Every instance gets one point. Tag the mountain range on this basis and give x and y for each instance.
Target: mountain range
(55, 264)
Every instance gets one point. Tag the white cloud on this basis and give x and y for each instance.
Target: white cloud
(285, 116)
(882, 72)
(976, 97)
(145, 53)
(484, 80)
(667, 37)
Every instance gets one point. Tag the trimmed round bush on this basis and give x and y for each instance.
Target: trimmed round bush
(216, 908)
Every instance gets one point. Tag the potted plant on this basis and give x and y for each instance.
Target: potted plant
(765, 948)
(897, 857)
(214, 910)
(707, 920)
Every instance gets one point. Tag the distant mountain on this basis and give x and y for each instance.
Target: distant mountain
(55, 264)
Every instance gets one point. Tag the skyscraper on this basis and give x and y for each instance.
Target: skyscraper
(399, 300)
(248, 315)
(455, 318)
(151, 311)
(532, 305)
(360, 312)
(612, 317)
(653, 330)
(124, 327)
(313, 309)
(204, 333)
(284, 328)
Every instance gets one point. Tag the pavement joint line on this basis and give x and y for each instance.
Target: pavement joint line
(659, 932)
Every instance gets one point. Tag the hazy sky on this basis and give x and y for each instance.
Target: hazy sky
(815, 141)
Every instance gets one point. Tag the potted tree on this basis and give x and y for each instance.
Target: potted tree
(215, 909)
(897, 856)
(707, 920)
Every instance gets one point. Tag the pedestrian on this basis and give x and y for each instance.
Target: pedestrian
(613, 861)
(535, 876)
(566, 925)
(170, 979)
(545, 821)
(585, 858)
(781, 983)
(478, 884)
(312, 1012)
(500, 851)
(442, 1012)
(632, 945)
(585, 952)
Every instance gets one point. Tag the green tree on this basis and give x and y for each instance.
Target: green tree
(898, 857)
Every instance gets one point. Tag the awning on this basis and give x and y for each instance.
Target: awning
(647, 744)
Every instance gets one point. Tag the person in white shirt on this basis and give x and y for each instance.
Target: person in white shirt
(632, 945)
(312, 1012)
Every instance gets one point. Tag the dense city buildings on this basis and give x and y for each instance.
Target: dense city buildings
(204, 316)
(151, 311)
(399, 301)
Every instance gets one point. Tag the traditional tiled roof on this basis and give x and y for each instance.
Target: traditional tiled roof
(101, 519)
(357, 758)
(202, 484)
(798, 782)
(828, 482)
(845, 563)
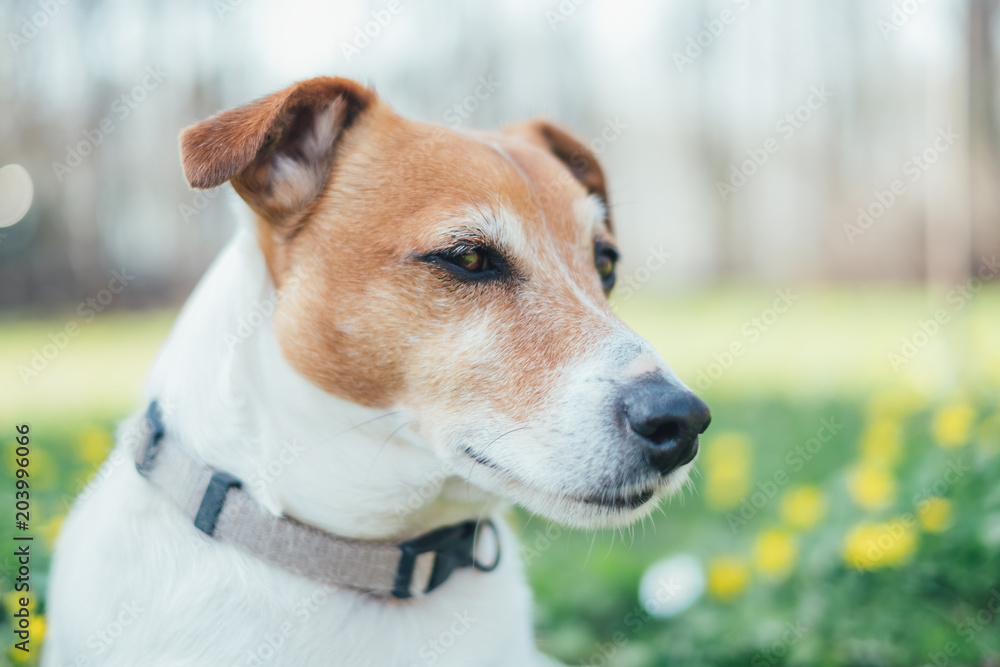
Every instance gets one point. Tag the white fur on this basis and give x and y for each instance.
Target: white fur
(134, 583)
(205, 603)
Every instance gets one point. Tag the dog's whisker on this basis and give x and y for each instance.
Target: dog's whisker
(365, 423)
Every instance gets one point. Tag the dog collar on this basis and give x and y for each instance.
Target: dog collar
(221, 509)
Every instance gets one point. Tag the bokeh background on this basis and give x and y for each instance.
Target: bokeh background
(807, 195)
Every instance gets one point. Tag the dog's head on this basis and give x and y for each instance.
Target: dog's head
(461, 276)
------
→ **Task item**:
Begin with the line holding "Target: dog collar" and end with the last line of the material. Copy all of them exactly.

→ **Exercise answer**:
Target: dog collar
(221, 509)
Every instance gets one point. Tag the bokeh background on this basis and give x and y for each instance.
Target: bokeh background
(807, 195)
Every instance gets one point. Tag the dog's head on this basis and give x and y for each instance.
Target: dog's head
(461, 276)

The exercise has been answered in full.